## START Given records
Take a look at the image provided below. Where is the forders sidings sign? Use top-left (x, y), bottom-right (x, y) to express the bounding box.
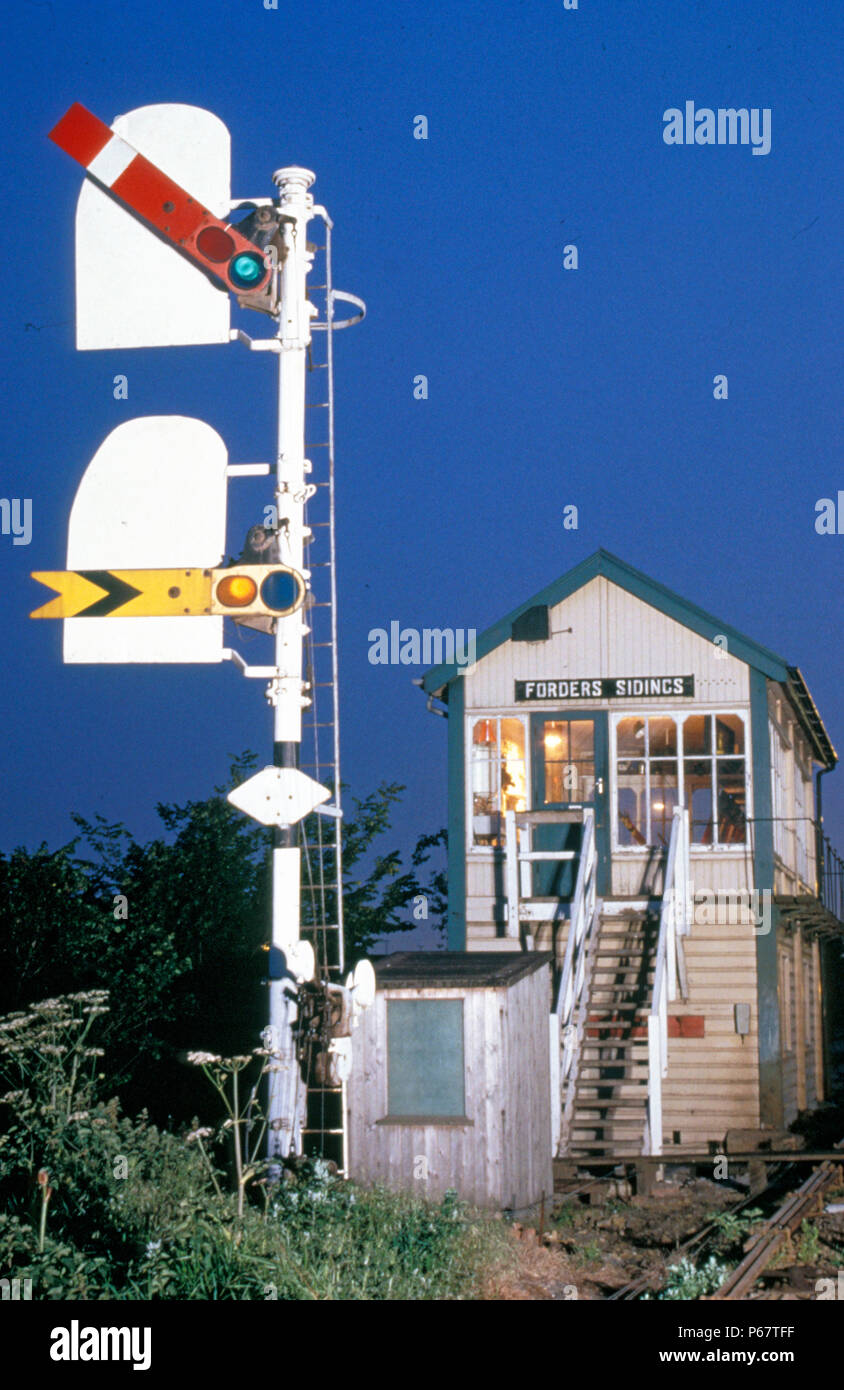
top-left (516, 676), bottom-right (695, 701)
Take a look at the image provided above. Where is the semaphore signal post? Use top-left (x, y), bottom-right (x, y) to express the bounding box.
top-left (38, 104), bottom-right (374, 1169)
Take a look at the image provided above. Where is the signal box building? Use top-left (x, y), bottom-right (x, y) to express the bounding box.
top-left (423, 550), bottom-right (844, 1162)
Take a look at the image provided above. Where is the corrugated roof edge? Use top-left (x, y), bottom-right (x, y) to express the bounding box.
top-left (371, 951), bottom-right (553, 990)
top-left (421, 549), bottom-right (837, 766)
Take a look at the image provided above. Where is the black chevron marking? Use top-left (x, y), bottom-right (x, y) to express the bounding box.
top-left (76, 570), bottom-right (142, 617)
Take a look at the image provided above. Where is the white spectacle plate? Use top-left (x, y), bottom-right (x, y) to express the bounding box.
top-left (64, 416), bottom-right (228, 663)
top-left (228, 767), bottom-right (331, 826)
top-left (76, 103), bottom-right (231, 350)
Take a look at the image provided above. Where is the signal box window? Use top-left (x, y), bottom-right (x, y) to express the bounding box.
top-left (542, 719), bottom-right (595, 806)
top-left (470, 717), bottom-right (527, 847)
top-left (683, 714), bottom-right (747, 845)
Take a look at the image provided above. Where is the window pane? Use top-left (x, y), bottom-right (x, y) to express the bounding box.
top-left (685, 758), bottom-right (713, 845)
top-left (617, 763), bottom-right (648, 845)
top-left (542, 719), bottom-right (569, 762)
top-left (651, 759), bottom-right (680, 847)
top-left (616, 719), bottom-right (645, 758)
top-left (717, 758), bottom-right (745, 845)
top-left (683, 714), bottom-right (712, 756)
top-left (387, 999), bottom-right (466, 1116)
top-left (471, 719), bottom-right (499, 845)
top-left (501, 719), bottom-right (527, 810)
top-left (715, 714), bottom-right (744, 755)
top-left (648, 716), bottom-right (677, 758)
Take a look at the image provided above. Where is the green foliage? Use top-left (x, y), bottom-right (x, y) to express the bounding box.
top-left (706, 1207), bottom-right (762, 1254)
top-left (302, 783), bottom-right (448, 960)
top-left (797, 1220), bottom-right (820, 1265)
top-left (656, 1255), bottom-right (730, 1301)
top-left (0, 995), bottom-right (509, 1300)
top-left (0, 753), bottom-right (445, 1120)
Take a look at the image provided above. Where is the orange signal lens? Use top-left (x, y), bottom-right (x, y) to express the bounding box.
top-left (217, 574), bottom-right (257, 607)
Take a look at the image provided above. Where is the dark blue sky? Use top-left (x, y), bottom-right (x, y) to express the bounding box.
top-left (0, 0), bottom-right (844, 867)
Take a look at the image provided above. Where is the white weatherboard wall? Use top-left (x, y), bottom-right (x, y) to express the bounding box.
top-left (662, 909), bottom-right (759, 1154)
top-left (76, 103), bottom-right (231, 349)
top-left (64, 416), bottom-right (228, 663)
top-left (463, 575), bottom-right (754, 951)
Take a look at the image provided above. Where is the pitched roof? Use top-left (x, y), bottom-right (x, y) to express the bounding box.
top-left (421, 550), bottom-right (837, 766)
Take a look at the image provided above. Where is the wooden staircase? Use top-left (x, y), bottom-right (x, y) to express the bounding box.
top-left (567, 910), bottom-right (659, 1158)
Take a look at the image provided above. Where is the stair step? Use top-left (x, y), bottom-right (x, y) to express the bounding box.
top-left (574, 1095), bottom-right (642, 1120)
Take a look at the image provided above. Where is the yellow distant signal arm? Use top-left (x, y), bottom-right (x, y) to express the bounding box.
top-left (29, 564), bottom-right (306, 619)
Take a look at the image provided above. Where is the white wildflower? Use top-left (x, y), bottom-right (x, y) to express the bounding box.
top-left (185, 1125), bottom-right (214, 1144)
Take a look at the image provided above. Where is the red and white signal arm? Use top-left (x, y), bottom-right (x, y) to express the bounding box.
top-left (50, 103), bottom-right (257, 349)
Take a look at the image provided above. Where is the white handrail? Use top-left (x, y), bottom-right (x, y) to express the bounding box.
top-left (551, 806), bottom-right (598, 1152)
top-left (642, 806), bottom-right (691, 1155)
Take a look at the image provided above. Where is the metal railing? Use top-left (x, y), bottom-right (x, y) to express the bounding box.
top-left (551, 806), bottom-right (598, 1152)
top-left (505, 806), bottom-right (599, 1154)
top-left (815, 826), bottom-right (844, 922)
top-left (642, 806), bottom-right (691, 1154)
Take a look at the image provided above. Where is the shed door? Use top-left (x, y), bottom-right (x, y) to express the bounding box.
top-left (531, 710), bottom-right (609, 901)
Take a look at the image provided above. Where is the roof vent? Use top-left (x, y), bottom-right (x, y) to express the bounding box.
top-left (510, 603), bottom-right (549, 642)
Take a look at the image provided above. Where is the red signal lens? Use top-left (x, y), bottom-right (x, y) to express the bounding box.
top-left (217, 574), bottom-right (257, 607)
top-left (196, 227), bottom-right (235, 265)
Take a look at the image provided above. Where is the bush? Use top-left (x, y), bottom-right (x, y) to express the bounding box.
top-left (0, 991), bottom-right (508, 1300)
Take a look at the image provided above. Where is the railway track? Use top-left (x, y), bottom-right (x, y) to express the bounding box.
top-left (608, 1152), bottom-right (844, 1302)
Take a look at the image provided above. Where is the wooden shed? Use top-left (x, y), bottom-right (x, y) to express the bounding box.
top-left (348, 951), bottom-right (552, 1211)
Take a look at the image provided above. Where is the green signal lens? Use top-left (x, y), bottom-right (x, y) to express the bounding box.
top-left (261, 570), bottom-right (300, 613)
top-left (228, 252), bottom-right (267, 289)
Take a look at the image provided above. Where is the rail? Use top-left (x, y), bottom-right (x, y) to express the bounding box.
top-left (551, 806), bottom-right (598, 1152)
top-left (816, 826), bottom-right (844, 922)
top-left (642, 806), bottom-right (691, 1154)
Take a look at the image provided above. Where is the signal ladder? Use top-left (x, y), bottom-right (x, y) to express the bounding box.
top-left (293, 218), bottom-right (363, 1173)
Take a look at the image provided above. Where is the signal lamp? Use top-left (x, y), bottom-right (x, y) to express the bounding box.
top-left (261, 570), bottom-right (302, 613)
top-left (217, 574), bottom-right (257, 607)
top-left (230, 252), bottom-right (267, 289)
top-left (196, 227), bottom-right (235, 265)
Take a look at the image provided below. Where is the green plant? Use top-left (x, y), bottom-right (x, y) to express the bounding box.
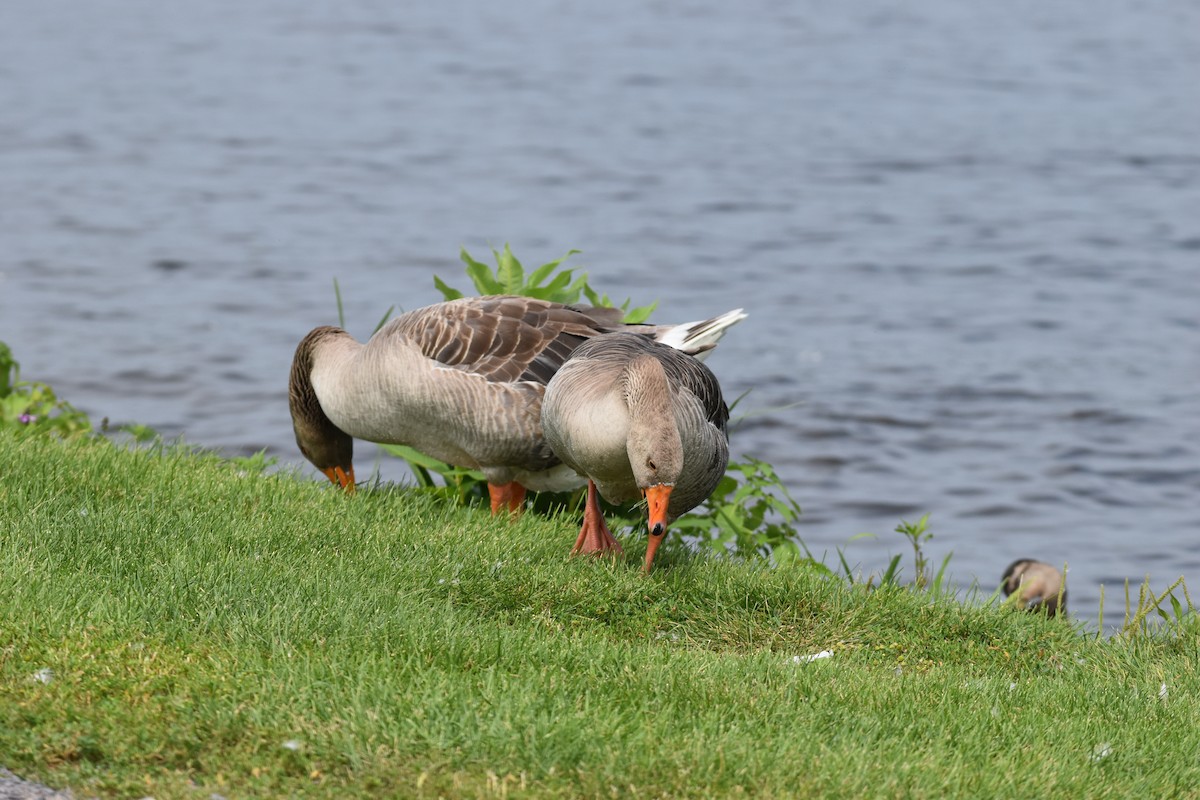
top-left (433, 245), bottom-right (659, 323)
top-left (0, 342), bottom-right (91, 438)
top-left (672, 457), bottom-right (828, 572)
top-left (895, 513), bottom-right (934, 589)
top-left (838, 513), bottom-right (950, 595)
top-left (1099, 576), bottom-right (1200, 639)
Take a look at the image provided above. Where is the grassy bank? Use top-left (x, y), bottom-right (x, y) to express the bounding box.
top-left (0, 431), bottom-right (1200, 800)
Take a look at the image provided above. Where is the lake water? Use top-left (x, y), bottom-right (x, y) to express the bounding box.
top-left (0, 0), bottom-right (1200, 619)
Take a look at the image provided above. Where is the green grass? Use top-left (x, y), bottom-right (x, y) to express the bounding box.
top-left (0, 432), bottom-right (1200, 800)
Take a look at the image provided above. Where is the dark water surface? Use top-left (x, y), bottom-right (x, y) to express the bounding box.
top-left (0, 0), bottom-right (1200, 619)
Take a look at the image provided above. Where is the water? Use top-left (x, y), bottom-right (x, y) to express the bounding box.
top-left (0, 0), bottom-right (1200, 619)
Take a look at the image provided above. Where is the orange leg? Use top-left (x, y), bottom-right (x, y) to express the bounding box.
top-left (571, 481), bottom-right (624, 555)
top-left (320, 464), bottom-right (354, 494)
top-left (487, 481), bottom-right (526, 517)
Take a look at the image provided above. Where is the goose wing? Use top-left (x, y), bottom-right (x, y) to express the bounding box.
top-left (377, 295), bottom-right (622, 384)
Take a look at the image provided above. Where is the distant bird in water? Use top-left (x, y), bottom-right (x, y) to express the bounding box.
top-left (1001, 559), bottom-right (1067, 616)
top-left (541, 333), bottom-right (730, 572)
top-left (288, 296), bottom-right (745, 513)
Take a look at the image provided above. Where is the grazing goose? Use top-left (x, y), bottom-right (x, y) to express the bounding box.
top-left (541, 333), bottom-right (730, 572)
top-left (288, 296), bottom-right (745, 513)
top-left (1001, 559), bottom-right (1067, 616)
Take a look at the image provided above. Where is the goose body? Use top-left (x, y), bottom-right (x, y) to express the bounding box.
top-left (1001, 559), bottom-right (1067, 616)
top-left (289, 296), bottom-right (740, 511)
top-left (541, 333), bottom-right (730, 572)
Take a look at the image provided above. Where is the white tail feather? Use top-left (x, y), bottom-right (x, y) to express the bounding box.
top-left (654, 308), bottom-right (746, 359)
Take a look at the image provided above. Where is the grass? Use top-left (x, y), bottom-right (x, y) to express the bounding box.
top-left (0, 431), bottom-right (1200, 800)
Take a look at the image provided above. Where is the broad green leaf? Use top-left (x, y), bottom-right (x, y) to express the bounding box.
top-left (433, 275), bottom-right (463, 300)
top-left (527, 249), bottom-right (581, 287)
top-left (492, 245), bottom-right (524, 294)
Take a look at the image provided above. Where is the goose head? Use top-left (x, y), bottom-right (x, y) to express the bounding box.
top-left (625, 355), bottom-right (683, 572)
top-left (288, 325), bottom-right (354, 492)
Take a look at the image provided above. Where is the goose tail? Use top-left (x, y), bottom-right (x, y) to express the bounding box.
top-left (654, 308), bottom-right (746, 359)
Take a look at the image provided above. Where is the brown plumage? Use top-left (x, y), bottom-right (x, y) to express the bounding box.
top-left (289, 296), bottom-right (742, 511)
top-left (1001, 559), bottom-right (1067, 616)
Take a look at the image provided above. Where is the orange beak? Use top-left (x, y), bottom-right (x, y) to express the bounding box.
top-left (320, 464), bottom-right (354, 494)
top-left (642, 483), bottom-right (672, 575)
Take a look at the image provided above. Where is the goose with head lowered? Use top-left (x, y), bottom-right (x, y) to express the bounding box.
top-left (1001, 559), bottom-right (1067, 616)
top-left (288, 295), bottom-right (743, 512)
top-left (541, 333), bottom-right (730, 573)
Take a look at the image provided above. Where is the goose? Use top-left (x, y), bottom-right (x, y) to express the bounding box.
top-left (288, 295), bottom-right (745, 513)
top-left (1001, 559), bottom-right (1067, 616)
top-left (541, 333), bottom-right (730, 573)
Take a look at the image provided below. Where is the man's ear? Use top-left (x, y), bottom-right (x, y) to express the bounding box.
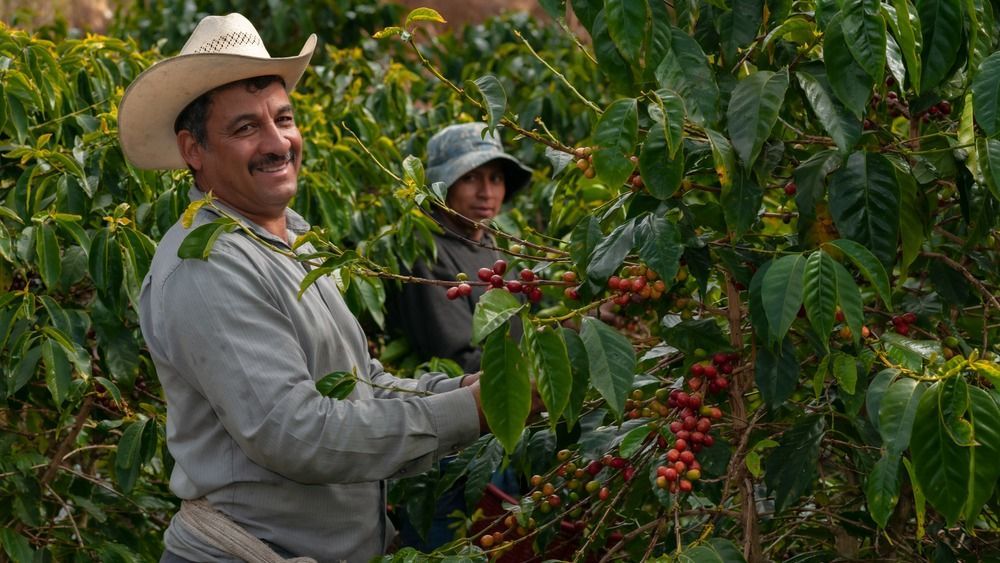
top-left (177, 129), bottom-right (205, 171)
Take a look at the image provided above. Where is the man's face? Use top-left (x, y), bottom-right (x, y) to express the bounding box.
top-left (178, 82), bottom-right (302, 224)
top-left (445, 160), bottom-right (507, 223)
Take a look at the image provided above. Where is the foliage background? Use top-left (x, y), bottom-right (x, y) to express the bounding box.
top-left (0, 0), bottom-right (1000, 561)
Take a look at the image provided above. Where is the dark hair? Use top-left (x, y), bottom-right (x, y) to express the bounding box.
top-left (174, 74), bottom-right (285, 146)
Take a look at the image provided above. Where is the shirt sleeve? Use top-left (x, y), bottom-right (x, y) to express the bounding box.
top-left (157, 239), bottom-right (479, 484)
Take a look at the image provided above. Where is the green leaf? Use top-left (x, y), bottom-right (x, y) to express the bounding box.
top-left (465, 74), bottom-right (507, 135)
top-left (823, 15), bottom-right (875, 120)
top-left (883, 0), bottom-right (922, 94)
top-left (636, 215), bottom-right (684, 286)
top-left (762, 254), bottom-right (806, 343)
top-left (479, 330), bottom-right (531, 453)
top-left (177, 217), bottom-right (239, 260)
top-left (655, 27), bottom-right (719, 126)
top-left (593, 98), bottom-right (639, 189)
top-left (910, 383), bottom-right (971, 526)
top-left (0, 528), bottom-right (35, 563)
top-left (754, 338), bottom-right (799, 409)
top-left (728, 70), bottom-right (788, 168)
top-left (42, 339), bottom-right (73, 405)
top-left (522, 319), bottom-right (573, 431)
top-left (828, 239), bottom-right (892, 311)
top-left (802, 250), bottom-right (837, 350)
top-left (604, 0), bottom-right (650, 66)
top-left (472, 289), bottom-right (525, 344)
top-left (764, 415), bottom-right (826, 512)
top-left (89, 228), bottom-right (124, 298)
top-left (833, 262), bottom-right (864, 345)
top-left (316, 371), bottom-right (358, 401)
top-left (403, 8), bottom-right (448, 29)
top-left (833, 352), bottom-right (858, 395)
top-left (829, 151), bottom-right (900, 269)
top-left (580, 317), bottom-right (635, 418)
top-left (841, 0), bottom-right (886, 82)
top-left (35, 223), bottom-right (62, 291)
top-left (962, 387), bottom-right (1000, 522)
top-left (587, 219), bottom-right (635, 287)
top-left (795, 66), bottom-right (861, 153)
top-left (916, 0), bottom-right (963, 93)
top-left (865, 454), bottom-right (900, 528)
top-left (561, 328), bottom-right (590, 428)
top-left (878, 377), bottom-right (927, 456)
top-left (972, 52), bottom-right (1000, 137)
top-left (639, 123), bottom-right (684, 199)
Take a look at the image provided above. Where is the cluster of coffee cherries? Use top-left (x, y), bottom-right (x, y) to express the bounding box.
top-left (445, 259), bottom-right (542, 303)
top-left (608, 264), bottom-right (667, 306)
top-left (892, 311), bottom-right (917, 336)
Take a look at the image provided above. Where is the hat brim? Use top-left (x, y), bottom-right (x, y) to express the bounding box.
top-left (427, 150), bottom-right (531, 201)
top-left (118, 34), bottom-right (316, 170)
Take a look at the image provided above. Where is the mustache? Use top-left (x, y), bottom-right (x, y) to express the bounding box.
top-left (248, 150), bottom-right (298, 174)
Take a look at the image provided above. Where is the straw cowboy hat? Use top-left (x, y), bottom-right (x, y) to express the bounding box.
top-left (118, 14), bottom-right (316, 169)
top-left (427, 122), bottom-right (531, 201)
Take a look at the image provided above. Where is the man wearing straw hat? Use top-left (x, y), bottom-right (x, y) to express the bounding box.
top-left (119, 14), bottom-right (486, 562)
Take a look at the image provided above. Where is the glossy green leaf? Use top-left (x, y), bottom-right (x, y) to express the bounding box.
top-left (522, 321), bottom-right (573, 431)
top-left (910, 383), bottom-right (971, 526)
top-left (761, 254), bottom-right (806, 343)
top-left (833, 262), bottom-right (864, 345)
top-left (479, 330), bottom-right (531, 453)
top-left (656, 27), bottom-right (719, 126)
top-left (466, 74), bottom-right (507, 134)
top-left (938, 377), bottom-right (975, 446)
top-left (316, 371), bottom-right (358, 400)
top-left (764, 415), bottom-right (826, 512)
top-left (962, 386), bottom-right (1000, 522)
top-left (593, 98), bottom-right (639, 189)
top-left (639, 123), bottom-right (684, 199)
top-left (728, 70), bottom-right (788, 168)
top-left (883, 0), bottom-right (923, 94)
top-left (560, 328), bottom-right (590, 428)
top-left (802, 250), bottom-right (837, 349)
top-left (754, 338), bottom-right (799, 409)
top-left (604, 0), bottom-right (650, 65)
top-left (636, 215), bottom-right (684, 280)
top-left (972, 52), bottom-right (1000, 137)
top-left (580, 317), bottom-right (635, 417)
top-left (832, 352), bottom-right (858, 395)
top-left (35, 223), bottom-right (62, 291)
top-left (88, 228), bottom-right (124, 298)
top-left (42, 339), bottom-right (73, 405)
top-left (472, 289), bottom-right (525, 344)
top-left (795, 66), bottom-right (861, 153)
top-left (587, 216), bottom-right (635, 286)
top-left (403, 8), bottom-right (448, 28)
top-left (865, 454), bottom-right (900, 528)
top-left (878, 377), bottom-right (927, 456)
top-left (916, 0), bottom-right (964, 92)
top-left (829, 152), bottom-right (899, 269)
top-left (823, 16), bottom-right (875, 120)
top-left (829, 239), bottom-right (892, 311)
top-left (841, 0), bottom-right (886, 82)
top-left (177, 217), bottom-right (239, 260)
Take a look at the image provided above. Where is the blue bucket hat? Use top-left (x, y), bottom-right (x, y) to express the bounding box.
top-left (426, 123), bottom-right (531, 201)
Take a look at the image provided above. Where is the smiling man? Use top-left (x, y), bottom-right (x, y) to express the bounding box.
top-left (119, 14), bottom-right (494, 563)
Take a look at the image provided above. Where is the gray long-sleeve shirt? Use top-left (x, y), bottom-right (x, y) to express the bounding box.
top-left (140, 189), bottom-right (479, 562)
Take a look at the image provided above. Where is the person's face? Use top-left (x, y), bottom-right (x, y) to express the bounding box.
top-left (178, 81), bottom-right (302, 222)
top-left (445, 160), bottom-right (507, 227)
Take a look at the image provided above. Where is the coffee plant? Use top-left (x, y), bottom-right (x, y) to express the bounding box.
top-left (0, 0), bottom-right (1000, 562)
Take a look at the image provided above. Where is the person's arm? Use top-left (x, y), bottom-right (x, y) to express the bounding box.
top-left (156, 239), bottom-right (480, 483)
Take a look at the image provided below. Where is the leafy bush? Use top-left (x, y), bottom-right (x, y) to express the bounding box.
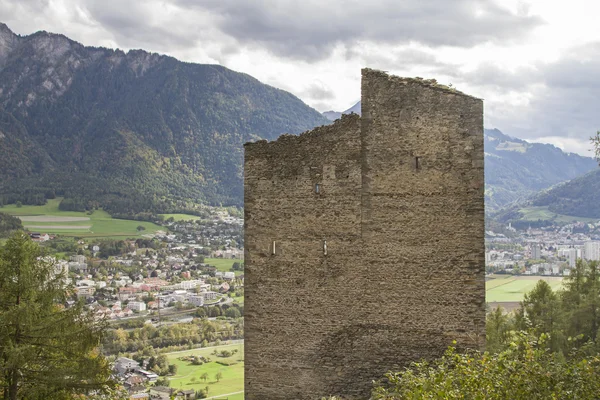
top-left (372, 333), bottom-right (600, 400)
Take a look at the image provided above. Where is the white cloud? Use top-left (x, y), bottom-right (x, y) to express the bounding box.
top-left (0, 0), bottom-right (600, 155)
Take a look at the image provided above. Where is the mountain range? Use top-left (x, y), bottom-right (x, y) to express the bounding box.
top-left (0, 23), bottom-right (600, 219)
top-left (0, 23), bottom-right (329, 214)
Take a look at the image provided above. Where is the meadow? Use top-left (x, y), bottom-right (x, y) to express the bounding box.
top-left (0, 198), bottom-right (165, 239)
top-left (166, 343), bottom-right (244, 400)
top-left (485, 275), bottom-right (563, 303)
## END Given records
Task details:
Starting at the line that contains "is the blue" and ending at the line that contains "top-left (119, 14), bottom-right (494, 563)", write out those lines again with "bucket hat" swapped for "baseball cap", leaving everything else unchanged.

Task result:
Take a look at the image provided above. Where is the blue baseball cap? Use top-left (x, y), bottom-right (x, y) to express the bounding box.
top-left (426, 123), bottom-right (531, 201)
Take a look at the image provided above. Where is the smiling man? Use top-left (x, y), bottom-right (x, y) to express the bounding box.
top-left (119, 14), bottom-right (494, 563)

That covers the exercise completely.